● **STUDY QUESTIONS**:
**a.** In the debt ceiling article, on what date did the U.S. officially hit the debt ceiling, and at what amount?
**b.** Turn the paragraph of the debt ceiling article that begins "The U.S. officially hit the debt ceiling" into a short bulleted list that keeps its main facts.
**c.** Reproduce the passage of the debt ceiling article between "Some lawmakers oppose" and "ceiling is wrong.", inclusive.

● **DOCUMENT SECTION**:
*** Begin section ***
Failure to raise the government's debt ceiling will wipe out this year's economic growth in just 95 days, according to data compiled by The Wall Street Journal.
The U.S. officially hit the debt ceiling on May 16 at $14.3 trillion, although Treasury Secretary Timothy Geithner has said that if lawmakers don't raise that limit by Aug. 2, the government will no longer be able to spend more than it collects in revenue.
That means the government will cut spending by about 35 percent and likely slash payments to contractors, soldiers’ salaries, Social Security and Medicare.
|Treasury Secretary Timothy Geithner
(Getty Images photo)
"On average, the cuts would amount to about $3.8 billion a day, according to our own estimates based on projections from the Congressional Budget Office," the Journal reports.
"At that rate, over a period of only 95 days, the cuts would add up to 2.9 percent of gross domestic product, adjusted for inflation. That’s just enough to negate all the economic growth forecasters expect in 2011."
Some lawmakers oppose raising the debt ceiling without winning budget concessions in the form of spending cuts.
White House officials say tying reducing deficits to raising the federal debt ceiling is wrong.
"We must address our long-run fiscal challenges," says Austan Goolsbee, chairman of the White House Council of Economic Advisers, according to Reuters.
"But to tie this to the debt limit is in my view quite insane."
*** End section ***
● **RECORDED DATA**:
*** Begin section ***
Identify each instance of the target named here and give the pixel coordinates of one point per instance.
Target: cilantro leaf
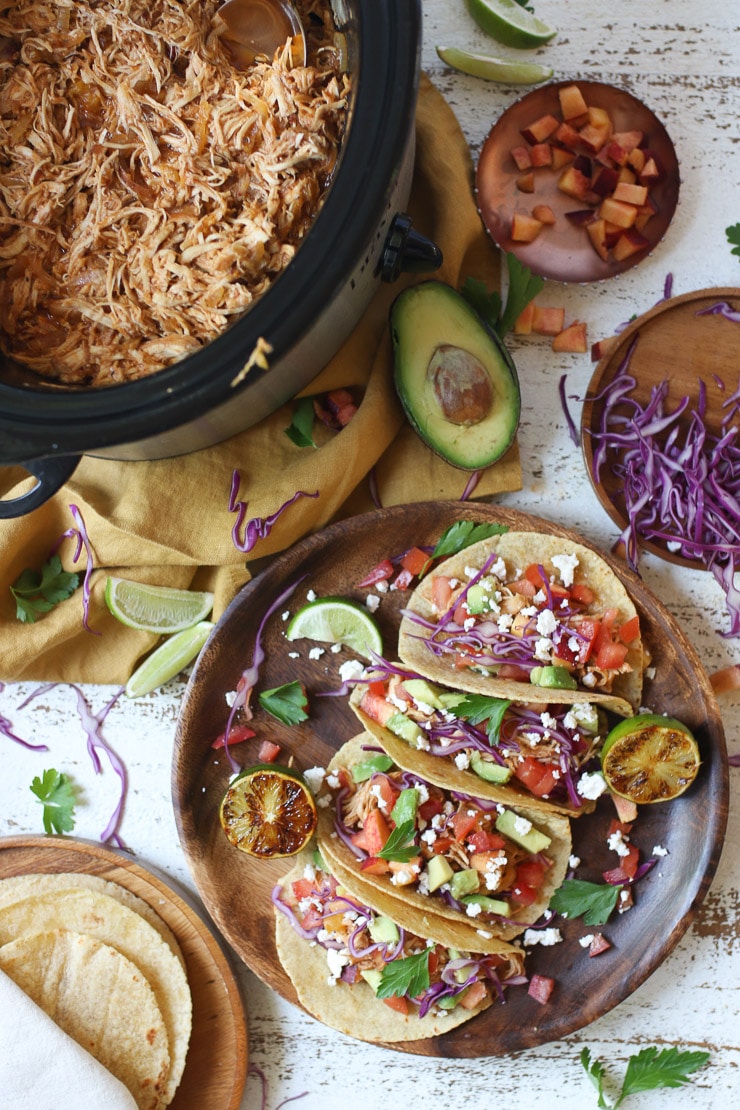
(301, 429)
(476, 708)
(650, 1069)
(595, 1072)
(462, 534)
(399, 846)
(286, 703)
(37, 592)
(57, 793)
(408, 976)
(595, 900)
(733, 238)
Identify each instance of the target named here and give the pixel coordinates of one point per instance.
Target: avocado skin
(433, 314)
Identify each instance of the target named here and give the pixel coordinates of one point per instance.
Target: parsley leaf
(57, 793)
(36, 592)
(475, 708)
(595, 900)
(462, 534)
(301, 429)
(286, 703)
(733, 238)
(399, 846)
(408, 976)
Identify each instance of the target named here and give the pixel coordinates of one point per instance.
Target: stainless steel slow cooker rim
(388, 48)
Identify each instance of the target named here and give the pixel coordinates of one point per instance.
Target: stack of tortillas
(109, 972)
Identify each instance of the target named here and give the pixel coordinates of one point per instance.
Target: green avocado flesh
(456, 380)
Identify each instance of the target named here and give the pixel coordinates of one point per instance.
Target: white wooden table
(682, 59)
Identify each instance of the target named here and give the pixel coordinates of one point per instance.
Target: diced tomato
(397, 1002)
(538, 777)
(485, 841)
(236, 735)
(581, 594)
(415, 561)
(540, 987)
(267, 752)
(630, 629)
(379, 573)
(442, 591)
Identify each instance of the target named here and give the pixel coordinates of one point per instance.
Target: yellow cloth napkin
(168, 522)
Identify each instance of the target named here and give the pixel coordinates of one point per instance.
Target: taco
(529, 617)
(541, 756)
(360, 971)
(486, 869)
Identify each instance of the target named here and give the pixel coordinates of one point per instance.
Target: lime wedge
(494, 69)
(169, 659)
(155, 608)
(337, 621)
(510, 23)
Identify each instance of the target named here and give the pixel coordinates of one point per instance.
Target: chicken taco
(530, 617)
(486, 869)
(358, 970)
(541, 756)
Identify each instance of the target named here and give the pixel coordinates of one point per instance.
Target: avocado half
(455, 379)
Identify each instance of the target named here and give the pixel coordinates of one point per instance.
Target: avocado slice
(456, 380)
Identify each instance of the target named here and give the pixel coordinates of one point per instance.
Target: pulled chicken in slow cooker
(150, 191)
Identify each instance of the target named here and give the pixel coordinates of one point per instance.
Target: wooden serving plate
(236, 888)
(564, 252)
(215, 1068)
(676, 345)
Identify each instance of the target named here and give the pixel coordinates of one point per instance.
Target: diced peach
(571, 102)
(523, 323)
(544, 213)
(571, 339)
(525, 229)
(541, 154)
(631, 193)
(628, 243)
(547, 321)
(540, 130)
(617, 212)
(520, 155)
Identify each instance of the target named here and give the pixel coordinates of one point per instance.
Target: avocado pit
(462, 385)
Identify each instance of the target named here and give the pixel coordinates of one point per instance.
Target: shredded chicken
(149, 190)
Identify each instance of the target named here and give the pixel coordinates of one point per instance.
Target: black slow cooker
(360, 238)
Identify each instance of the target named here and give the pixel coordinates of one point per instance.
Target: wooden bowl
(675, 345)
(236, 888)
(564, 252)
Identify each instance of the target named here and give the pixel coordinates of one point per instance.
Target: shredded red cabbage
(257, 527)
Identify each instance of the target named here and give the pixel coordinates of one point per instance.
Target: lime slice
(510, 23)
(337, 621)
(155, 608)
(269, 811)
(649, 758)
(169, 659)
(494, 69)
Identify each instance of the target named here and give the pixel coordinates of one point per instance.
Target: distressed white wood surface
(682, 58)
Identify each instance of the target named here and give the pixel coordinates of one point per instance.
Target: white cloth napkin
(42, 1068)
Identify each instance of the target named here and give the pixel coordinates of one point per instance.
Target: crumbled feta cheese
(566, 564)
(591, 785)
(544, 937)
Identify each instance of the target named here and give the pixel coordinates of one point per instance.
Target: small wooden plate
(564, 252)
(673, 344)
(236, 888)
(215, 1068)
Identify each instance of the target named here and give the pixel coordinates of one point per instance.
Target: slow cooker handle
(407, 251)
(51, 474)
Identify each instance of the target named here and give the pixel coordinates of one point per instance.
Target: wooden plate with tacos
(242, 891)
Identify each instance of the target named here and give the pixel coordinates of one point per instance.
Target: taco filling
(374, 960)
(508, 750)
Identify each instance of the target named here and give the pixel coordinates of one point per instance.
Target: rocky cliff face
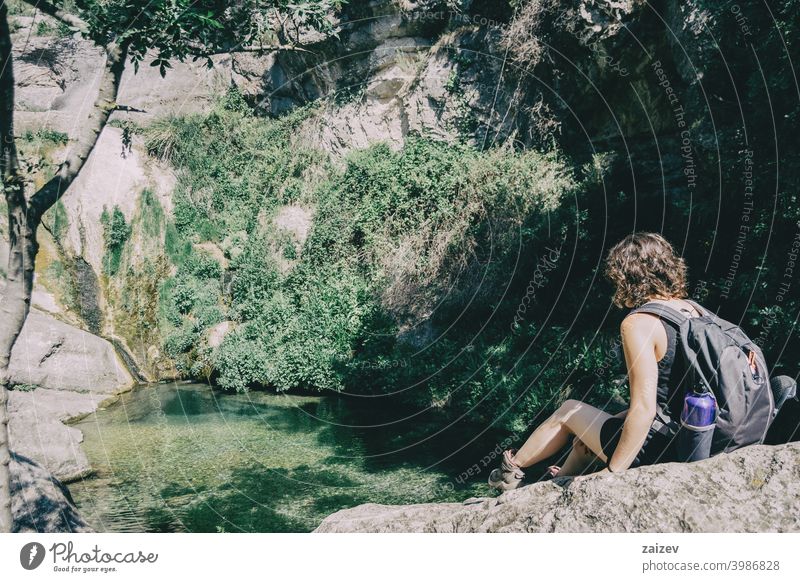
(751, 490)
(41, 503)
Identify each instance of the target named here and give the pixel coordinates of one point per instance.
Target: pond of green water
(184, 457)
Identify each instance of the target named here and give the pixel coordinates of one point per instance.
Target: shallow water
(183, 457)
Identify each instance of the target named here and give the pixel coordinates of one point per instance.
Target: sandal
(508, 475)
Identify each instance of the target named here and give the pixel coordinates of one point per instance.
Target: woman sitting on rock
(644, 268)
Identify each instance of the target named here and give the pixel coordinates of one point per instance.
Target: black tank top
(669, 396)
(671, 370)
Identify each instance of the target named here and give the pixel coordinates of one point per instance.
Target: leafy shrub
(115, 233)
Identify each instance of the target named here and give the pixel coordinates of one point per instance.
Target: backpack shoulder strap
(663, 311)
(700, 309)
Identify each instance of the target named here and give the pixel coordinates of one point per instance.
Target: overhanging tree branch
(56, 12)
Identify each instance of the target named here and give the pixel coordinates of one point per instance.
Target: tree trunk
(24, 216)
(12, 310)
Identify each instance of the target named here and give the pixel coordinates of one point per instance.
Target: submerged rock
(37, 429)
(39, 502)
(751, 490)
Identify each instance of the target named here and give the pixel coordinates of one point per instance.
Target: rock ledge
(751, 490)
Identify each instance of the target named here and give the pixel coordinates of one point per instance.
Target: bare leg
(579, 459)
(572, 418)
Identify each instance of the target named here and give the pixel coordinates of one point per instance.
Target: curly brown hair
(642, 266)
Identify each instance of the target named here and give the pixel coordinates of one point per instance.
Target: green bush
(115, 233)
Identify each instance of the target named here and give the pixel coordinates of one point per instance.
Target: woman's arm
(639, 333)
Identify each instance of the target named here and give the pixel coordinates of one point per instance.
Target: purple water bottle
(697, 426)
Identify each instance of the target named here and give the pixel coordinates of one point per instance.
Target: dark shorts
(658, 447)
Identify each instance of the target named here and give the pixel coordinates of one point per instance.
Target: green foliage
(418, 219)
(180, 29)
(115, 233)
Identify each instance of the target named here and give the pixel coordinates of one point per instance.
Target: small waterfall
(128, 360)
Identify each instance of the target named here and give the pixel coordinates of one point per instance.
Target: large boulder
(52, 354)
(751, 490)
(37, 429)
(39, 502)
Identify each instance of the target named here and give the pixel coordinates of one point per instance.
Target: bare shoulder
(640, 323)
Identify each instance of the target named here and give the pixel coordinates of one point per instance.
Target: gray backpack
(719, 358)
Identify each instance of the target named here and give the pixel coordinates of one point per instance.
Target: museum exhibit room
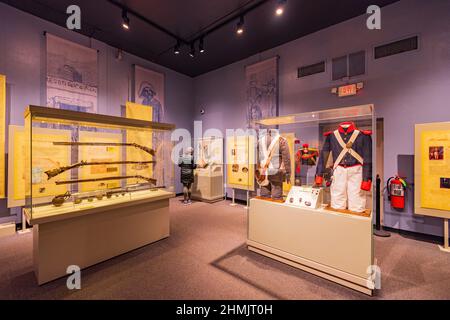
(224, 150)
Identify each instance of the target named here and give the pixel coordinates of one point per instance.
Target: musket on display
(135, 145)
(149, 180)
(55, 172)
(59, 200)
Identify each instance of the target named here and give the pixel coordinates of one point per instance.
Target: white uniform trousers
(346, 189)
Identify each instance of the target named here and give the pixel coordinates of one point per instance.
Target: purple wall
(22, 60)
(406, 89)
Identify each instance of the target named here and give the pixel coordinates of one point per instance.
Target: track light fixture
(192, 52)
(201, 47)
(280, 7)
(240, 26)
(126, 20)
(176, 49)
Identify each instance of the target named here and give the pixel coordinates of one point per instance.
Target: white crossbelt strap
(268, 154)
(347, 148)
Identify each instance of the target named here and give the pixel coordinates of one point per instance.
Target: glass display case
(208, 177)
(328, 155)
(313, 208)
(77, 161)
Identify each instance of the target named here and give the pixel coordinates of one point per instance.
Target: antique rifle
(59, 200)
(149, 180)
(138, 146)
(57, 171)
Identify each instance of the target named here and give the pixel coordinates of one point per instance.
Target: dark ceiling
(188, 19)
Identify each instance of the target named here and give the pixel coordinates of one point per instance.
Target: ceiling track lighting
(192, 52)
(240, 26)
(280, 7)
(176, 49)
(126, 20)
(201, 46)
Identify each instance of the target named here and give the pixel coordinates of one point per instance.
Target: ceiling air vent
(311, 69)
(397, 47)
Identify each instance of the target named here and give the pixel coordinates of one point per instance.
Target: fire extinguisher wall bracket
(378, 231)
(396, 188)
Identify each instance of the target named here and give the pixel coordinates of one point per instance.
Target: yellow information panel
(2, 134)
(143, 138)
(240, 162)
(435, 169)
(290, 138)
(45, 157)
(95, 154)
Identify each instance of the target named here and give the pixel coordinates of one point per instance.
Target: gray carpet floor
(206, 258)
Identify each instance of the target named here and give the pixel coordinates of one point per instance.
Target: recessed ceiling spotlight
(280, 7)
(176, 49)
(201, 47)
(192, 52)
(126, 20)
(240, 26)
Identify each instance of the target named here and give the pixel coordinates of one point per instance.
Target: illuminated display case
(307, 154)
(313, 208)
(208, 177)
(76, 161)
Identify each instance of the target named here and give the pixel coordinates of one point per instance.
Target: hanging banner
(149, 91)
(2, 134)
(72, 81)
(261, 90)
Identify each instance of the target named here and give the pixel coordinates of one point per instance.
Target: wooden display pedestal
(90, 236)
(208, 187)
(332, 245)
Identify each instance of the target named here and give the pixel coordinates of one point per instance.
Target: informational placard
(241, 162)
(2, 134)
(290, 138)
(209, 153)
(433, 167)
(304, 197)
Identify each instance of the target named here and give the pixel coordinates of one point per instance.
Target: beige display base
(332, 245)
(90, 236)
(208, 187)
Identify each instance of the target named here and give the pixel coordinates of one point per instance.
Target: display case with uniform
(323, 223)
(96, 186)
(208, 183)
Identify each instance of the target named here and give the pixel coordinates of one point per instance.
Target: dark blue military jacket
(362, 145)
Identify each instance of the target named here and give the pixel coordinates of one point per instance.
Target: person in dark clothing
(187, 165)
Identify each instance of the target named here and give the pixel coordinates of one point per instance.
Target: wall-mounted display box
(314, 212)
(96, 186)
(208, 180)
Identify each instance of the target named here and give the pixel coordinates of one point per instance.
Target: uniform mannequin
(279, 169)
(352, 161)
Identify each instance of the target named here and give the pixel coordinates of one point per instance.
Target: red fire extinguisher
(396, 188)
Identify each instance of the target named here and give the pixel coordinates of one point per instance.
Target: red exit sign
(349, 90)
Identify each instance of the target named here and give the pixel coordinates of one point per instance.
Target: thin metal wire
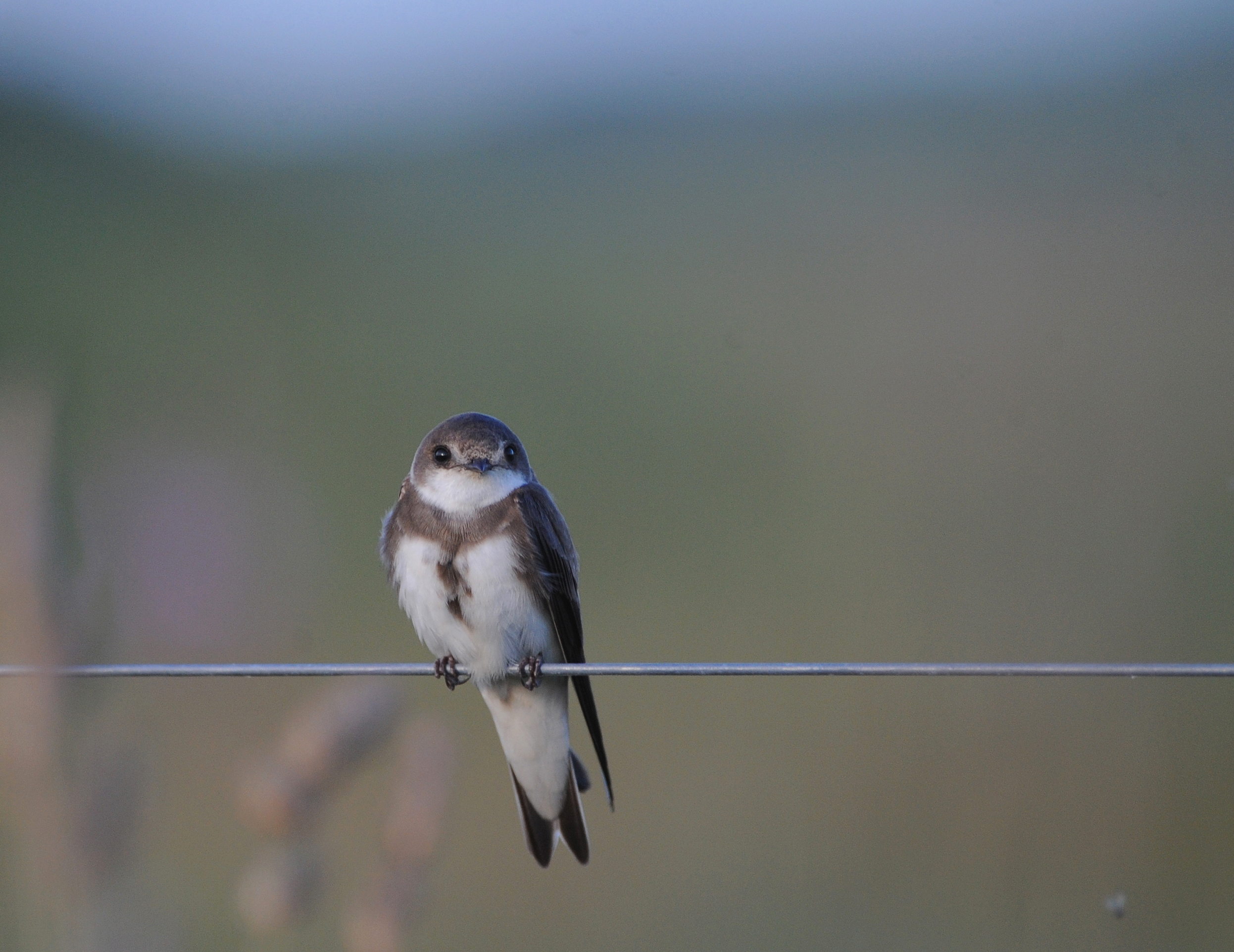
(935, 670)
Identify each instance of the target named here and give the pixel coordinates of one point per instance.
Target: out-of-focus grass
(917, 381)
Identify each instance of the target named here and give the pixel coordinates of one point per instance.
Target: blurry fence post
(33, 798)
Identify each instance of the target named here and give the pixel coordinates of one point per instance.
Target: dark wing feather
(559, 588)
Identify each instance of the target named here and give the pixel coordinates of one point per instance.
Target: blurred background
(880, 333)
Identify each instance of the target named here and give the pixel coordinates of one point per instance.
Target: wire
(935, 670)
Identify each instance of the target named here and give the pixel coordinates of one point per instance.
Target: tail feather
(580, 773)
(572, 823)
(540, 833)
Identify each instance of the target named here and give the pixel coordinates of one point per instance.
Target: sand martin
(485, 570)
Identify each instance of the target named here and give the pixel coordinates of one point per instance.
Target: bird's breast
(472, 603)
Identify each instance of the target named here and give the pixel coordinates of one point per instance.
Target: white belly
(500, 621)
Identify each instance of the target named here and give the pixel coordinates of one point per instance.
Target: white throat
(462, 492)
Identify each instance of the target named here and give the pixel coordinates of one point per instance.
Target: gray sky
(271, 71)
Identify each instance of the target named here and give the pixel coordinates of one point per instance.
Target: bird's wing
(557, 582)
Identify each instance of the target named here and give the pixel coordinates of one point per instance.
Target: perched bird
(485, 570)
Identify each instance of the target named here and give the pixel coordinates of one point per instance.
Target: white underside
(501, 625)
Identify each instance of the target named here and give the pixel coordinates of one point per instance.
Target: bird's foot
(529, 671)
(448, 668)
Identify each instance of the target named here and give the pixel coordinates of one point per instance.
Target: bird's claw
(448, 668)
(530, 671)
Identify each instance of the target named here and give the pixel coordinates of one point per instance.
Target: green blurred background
(906, 378)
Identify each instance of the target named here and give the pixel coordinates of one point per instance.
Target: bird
(483, 563)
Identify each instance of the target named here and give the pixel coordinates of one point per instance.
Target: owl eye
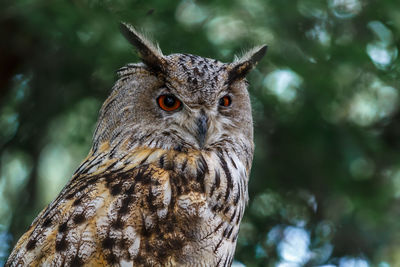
(168, 102)
(225, 101)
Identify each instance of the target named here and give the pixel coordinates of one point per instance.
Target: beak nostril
(202, 127)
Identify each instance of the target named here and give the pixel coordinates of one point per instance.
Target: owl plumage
(160, 187)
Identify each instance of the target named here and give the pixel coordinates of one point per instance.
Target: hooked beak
(202, 128)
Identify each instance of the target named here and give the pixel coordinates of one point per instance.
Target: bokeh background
(325, 184)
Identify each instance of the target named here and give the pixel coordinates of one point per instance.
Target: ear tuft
(242, 66)
(150, 53)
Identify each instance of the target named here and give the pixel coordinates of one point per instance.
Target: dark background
(325, 183)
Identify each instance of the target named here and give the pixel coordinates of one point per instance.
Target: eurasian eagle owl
(165, 182)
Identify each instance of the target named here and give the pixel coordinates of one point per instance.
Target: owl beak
(202, 128)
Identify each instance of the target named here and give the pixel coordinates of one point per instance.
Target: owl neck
(221, 173)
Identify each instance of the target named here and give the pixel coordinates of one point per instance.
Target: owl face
(179, 101)
(196, 103)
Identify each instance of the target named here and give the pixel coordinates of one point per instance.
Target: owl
(165, 182)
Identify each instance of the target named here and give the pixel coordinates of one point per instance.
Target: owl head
(179, 101)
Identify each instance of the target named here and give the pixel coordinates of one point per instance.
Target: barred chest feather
(150, 207)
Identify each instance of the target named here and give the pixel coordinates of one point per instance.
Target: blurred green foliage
(325, 183)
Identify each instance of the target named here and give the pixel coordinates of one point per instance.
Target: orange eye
(225, 101)
(168, 102)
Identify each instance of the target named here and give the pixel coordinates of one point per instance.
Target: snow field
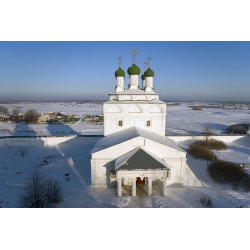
(72, 156)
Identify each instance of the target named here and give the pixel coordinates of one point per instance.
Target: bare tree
(23, 151)
(40, 192)
(15, 114)
(31, 115)
(33, 195)
(53, 191)
(207, 132)
(3, 110)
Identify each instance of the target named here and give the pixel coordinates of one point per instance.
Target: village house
(4, 118)
(44, 118)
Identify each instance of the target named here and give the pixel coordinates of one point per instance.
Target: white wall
(133, 114)
(134, 81)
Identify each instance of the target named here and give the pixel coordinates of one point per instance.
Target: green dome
(134, 70)
(119, 72)
(149, 72)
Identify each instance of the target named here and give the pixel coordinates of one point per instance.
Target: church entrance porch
(141, 181)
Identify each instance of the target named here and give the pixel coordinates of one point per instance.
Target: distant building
(134, 149)
(4, 118)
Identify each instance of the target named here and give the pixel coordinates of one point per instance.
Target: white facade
(134, 126)
(119, 84)
(149, 84)
(149, 115)
(133, 82)
(111, 147)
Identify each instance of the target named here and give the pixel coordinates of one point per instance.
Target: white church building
(134, 148)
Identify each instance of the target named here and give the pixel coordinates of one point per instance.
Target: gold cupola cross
(149, 61)
(120, 61)
(133, 52)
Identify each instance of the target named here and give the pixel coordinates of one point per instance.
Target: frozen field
(181, 119)
(72, 156)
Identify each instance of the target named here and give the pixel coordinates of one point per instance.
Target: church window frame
(148, 123)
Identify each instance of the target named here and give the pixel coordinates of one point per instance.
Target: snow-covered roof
(130, 133)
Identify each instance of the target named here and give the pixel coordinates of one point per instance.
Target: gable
(139, 159)
(128, 134)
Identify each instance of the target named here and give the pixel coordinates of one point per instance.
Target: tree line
(31, 115)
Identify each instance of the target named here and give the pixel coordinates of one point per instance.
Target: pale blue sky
(81, 70)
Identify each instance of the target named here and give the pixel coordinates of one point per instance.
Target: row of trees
(40, 191)
(30, 115)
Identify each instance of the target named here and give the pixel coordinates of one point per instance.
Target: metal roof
(140, 159)
(130, 133)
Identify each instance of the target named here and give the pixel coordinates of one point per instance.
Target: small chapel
(135, 149)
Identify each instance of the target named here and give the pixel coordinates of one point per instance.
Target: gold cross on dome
(120, 61)
(134, 52)
(149, 61)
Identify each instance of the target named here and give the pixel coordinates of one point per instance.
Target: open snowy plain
(71, 155)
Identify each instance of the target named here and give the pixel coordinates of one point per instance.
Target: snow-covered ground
(73, 157)
(181, 119)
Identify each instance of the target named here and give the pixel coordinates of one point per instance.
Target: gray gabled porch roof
(140, 159)
(130, 133)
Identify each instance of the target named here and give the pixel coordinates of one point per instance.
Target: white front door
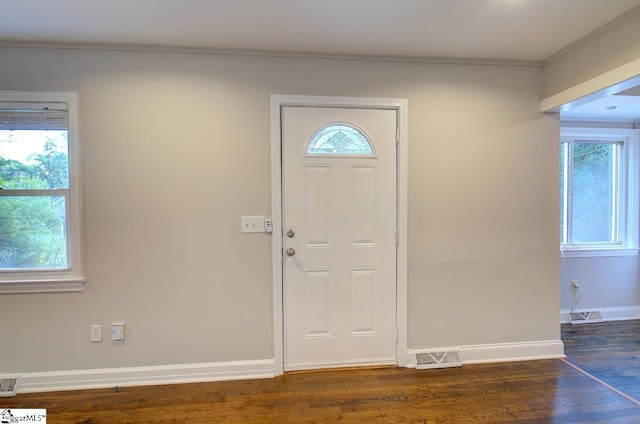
(339, 241)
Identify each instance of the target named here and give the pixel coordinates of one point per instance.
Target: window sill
(41, 286)
(592, 252)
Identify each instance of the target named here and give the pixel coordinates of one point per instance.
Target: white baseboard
(501, 352)
(145, 376)
(620, 313)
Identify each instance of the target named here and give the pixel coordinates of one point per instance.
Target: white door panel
(340, 285)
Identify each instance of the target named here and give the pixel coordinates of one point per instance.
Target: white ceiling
(485, 29)
(513, 30)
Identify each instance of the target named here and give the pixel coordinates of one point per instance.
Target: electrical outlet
(117, 331)
(574, 286)
(96, 333)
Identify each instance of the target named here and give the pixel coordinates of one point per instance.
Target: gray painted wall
(176, 147)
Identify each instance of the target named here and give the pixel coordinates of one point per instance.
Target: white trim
(270, 53)
(587, 252)
(614, 81)
(42, 286)
(617, 313)
(500, 352)
(401, 106)
(145, 376)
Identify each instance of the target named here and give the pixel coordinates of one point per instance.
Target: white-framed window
(40, 240)
(598, 191)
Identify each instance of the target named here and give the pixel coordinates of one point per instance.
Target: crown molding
(266, 53)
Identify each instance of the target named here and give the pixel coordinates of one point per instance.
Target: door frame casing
(278, 101)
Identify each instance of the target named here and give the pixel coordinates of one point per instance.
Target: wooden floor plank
(610, 351)
(521, 392)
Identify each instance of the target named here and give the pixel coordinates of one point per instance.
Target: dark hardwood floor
*** End section ***
● **SOLUTIONS TO THE TASKS**:
**a.** The U.S. officially hit the debt ceiling on May 16, at $14.3 trillion.

**b.**
- The U.S. officially hit the $14.3 trillion debt ceiling on May 16.
- Treasury Secretary Timothy Geithner has said the government will no longer be able to spend more than it collects in revenue if lawmakers don't raise the limit by Aug. 2.

**c.**
Some lawmakers oppose raising the debt ceiling without winning budget concessions in the form of spending cuts.
White House officials say tying reducing deficits to raising the federal debt ceiling is wrong.